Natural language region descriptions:
■ ■ ■ ■

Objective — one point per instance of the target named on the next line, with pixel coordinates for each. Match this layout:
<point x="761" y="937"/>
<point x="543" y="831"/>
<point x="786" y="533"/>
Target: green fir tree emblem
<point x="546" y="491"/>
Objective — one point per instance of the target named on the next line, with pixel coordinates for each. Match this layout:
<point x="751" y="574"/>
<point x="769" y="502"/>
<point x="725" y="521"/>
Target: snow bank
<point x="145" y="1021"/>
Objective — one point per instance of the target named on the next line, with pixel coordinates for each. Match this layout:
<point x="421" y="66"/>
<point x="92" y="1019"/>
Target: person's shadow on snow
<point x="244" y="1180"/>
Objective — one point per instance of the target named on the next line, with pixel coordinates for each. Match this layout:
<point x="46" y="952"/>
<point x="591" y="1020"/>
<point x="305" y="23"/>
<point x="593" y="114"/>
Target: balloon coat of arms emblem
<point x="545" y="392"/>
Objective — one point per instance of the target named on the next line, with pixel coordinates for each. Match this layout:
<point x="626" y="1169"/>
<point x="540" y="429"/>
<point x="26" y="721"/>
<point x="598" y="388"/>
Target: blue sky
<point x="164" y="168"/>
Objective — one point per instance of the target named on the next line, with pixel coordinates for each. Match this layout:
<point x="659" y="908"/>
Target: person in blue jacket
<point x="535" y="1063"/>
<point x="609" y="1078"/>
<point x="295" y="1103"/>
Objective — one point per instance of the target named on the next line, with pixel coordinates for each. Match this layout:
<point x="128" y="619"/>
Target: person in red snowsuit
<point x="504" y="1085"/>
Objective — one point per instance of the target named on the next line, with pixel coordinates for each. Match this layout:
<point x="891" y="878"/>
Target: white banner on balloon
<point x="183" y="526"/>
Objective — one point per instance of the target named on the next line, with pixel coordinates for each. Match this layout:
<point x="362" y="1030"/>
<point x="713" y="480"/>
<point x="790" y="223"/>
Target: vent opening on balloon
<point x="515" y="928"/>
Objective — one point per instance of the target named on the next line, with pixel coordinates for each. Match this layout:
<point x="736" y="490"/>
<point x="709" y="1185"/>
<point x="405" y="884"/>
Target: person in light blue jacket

■ ■ ■ ■

WHAT TO PRODUCE: Return all of the lines above exactly, with none omitted.

PROBLEM SOLUTION:
Objective — one point per instance of the target named on the next line, with pixel coordinates for each. Match this layout:
<point x="761" y="937"/>
<point x="543" y="831"/>
<point x="786" y="533"/>
Target: green fir tree emblem
<point x="546" y="491"/>
Objective — one point per instance of the target named on the next line, with pixel coordinates for each. Match this layout:
<point x="751" y="574"/>
<point x="769" y="502"/>
<point x="725" y="521"/>
Target: snow bank
<point x="145" y="1021"/>
Objective — one point per instance of the target named on the next line, with pixel coordinates for each. Match this layout:
<point x="421" y="66"/>
<point x="92" y="1019"/>
Target: person's shadow on snow
<point x="244" y="1180"/>
Objective — one point per instance of the target named on the next line, with pixel coordinates for each. Match this layout:
<point x="46" y="952"/>
<point x="591" y="1020"/>
<point x="305" y="23"/>
<point x="593" y="114"/>
Target: balloon coat of arms emblem
<point x="545" y="392"/>
Objective — one point per instance of the target named on the next line, with pixel coordinates for each. Match this layout:
<point x="626" y="1169"/>
<point x="540" y="429"/>
<point x="26" y="721"/>
<point x="598" y="388"/>
Target: blue sky
<point x="164" y="168"/>
Objective — one point per instance of the target named on the next line, with pixel coordinates for each. Match this layout:
<point x="659" y="908"/>
Target: person in blue jacket
<point x="535" y="1063"/>
<point x="609" y="1078"/>
<point x="295" y="1103"/>
Objective — one point per instance of the target named on the next line, with pixel coordinates for each. Match this layout:
<point x="128" y="619"/>
Target: person in red snowsuit
<point x="504" y="1085"/>
Objective — one point per instance of the target named on the next line, with pixel coordinates for each. Match this layout:
<point x="891" y="878"/>
Target: white banner on balloon
<point x="183" y="526"/>
Objective — one point per instance of the target named on the next line, with pixel coordinates for each. Match this layout:
<point x="362" y="1030"/>
<point x="713" y="480"/>
<point x="790" y="223"/>
Target: vent opening on balloon
<point x="515" y="928"/>
Objective — one point per instance of the target named on the next line, with pixel coordinates for each. Match this layout:
<point x="736" y="490"/>
<point x="709" y="1185"/>
<point x="405" y="884"/>
Target: person in light blue jacket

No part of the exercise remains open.